> Requirements:
Find every line in the items below that contains the word "faucet", and copy each of those lines.

[Point labels for objects]
########################################

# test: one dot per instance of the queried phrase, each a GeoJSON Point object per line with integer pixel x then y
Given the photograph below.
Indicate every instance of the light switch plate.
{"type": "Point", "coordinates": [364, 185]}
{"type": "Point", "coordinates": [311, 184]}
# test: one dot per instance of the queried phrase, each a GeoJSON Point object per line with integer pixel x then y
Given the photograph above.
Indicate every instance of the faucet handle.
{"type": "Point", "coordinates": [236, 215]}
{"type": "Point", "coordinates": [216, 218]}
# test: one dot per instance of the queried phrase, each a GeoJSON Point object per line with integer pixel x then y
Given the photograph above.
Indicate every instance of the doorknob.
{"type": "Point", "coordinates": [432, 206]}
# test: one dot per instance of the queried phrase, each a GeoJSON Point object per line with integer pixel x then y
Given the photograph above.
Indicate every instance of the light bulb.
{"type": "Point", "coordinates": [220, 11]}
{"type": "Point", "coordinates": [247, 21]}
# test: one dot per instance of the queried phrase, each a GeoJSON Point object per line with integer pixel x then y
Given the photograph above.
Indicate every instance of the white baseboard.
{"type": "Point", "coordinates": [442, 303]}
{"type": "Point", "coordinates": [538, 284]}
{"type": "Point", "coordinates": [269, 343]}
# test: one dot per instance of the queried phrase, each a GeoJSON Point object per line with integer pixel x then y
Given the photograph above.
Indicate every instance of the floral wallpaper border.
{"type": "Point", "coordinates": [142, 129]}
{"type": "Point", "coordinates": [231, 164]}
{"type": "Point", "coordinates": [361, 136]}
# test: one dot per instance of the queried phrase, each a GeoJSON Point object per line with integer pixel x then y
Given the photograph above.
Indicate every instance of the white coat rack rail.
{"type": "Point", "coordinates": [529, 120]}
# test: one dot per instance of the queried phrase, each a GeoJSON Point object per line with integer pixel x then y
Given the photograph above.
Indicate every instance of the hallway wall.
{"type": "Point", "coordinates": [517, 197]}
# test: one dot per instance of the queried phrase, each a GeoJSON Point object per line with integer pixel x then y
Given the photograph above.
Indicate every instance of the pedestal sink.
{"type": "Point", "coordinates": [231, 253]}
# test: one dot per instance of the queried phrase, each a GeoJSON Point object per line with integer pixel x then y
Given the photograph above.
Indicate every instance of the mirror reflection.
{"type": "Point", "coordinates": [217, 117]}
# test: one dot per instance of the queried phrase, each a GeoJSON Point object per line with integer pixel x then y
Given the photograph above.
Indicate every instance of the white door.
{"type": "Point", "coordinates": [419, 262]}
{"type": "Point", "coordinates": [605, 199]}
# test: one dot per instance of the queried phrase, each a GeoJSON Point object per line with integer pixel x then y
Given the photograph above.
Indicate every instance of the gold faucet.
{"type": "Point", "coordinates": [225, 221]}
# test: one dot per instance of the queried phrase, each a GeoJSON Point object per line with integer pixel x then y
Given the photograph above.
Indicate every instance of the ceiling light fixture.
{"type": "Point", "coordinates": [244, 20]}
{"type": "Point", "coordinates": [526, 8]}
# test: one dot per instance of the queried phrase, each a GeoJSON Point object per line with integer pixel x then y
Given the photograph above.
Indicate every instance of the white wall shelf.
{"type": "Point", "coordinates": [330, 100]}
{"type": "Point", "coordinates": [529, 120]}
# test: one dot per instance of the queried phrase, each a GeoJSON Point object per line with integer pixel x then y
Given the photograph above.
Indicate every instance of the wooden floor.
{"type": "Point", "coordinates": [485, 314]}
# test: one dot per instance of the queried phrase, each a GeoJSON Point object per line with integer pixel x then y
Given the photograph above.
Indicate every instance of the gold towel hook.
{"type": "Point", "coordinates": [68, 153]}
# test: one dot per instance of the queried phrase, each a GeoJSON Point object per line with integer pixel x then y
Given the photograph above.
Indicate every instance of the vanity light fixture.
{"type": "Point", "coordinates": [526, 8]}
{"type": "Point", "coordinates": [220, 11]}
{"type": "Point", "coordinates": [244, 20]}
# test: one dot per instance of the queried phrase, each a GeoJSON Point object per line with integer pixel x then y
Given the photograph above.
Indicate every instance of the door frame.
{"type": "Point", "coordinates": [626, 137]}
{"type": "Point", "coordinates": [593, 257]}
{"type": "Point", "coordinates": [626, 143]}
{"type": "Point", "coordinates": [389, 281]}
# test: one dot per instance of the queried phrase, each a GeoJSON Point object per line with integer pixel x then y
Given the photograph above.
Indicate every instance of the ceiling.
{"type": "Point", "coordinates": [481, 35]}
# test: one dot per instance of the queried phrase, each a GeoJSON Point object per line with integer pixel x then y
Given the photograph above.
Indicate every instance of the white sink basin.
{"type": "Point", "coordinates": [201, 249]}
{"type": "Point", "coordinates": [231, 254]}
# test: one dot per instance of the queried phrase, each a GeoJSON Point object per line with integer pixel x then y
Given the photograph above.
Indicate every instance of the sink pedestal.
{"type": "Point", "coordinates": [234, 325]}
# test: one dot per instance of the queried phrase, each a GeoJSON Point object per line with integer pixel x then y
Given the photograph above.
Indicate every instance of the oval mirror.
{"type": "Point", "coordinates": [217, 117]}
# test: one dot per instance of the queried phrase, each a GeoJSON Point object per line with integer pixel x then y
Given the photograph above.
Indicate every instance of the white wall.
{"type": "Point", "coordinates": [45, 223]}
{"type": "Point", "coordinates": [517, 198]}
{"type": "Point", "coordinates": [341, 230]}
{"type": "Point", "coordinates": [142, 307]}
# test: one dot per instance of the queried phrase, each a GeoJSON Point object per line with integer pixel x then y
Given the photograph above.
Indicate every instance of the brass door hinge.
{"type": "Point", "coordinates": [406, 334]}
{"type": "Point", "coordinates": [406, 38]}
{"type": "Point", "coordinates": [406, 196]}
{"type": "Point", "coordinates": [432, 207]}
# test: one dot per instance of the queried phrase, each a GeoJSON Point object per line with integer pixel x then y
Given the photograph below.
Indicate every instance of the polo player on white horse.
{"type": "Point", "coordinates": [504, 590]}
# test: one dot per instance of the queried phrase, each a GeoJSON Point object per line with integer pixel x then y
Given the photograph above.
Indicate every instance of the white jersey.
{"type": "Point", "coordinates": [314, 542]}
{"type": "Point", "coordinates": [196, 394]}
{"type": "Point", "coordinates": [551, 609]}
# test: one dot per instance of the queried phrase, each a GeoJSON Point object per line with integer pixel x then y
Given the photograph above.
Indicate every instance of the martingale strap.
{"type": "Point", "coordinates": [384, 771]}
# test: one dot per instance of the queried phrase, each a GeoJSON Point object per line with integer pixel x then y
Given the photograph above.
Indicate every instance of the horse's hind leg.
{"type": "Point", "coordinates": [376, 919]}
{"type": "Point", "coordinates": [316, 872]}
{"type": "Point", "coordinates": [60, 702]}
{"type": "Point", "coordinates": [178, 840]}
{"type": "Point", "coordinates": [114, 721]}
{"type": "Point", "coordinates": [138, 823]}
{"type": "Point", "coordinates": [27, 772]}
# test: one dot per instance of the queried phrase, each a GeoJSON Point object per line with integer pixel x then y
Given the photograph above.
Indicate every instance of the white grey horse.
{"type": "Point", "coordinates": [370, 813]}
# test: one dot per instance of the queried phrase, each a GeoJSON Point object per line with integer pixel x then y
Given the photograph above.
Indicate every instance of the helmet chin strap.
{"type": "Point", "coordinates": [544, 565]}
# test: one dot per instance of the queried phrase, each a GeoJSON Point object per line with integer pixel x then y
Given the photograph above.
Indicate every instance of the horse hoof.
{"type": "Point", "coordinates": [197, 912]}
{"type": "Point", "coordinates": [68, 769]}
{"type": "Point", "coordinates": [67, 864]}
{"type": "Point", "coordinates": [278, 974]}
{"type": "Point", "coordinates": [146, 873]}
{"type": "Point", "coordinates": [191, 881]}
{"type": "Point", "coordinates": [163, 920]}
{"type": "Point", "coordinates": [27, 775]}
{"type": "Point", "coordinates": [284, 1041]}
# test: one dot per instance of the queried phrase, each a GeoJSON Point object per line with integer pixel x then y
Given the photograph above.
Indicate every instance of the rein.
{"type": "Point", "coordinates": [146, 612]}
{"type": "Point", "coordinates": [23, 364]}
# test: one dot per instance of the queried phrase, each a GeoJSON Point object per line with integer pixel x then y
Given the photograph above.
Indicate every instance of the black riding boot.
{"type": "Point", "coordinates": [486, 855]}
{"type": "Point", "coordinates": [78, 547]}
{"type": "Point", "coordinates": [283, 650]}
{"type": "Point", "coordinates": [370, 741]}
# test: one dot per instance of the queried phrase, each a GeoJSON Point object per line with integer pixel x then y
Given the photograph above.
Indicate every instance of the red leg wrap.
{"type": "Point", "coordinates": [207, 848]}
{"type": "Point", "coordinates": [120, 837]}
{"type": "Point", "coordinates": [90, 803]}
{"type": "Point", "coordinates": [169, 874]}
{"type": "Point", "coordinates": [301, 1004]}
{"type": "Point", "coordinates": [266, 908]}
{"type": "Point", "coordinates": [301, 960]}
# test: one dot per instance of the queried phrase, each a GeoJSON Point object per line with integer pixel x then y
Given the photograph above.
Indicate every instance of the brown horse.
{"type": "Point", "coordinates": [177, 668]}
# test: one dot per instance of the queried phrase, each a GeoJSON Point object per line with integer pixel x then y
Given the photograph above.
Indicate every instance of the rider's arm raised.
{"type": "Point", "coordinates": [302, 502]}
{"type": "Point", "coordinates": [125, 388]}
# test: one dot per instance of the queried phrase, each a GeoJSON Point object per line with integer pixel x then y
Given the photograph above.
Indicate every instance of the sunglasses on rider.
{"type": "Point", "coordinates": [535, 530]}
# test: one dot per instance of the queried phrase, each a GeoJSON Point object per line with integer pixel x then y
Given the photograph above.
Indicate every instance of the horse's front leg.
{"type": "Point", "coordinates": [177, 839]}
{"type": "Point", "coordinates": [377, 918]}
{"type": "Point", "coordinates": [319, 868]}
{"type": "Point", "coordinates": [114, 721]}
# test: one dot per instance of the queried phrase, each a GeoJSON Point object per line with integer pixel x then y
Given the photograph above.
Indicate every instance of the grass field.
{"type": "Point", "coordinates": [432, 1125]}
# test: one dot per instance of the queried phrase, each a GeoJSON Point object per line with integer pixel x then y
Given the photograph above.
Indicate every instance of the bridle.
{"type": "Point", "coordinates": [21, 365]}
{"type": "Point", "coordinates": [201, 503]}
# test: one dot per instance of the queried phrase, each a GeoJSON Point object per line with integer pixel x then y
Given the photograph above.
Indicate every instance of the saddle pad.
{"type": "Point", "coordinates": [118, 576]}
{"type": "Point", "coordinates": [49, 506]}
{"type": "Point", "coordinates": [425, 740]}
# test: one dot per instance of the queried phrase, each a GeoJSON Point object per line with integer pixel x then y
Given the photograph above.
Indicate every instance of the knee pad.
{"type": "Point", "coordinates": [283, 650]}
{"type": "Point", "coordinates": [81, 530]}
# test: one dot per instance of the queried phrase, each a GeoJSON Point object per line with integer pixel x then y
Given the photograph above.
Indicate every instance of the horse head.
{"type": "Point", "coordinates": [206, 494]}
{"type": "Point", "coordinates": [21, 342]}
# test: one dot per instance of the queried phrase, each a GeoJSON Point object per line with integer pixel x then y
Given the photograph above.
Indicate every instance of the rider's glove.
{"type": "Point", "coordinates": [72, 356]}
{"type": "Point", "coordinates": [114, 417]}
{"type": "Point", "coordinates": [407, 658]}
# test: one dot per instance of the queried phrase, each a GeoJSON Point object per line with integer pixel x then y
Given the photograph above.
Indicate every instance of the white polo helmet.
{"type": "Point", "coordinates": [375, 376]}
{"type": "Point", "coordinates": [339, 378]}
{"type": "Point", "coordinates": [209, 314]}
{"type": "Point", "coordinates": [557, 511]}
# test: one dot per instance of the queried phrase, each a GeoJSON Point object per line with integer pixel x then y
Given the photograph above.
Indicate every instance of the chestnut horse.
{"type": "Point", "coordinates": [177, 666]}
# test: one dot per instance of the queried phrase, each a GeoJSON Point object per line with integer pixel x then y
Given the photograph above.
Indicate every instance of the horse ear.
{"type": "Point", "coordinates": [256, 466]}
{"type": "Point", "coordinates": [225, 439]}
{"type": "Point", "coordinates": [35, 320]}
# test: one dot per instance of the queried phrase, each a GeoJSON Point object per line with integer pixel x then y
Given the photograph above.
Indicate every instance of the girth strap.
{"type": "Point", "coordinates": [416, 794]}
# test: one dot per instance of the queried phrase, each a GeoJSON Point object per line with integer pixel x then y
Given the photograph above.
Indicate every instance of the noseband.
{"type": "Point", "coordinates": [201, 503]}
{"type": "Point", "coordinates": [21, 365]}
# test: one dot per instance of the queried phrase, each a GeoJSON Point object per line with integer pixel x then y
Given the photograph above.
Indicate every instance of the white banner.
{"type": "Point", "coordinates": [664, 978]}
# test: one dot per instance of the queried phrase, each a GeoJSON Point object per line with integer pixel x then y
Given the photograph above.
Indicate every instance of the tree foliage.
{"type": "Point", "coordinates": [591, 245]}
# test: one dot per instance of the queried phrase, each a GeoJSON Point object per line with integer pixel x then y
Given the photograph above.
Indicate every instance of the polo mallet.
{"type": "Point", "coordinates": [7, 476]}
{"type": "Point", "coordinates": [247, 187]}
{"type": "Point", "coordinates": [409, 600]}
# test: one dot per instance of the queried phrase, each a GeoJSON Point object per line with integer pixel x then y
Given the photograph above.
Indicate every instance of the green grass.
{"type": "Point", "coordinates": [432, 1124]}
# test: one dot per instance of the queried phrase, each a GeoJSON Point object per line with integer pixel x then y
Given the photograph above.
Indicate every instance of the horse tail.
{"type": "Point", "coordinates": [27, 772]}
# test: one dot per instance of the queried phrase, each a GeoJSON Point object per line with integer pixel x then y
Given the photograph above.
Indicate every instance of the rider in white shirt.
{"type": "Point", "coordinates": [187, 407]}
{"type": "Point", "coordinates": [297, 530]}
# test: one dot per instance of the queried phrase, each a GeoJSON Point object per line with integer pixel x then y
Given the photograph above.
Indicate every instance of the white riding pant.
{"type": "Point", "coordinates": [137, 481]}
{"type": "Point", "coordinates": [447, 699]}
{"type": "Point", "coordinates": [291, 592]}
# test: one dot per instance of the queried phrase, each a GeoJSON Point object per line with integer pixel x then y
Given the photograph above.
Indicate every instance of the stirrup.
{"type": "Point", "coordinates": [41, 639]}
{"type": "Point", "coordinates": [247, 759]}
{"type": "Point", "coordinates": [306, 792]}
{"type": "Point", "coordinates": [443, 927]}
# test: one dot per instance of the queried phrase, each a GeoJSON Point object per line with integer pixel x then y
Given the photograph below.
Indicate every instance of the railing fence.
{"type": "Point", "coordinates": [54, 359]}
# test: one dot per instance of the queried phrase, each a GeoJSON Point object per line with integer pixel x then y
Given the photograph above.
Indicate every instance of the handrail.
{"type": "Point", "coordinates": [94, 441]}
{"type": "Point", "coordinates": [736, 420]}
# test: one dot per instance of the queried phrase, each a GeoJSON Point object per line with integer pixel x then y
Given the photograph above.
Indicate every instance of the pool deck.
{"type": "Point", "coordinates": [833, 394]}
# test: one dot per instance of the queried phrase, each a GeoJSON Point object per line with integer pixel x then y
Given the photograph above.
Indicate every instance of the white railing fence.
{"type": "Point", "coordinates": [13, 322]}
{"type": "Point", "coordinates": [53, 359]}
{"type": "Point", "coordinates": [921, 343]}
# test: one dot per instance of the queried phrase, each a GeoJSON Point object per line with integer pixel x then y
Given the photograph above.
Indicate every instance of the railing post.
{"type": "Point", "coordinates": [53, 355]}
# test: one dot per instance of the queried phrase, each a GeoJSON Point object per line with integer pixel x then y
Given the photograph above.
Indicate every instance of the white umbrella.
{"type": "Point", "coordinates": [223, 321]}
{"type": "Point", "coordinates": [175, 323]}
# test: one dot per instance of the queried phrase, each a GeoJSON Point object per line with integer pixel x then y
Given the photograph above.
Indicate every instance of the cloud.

########################################

> Finished task:
Indicate every instance of the faucet handle.
Indicate every instance of the gold faucet.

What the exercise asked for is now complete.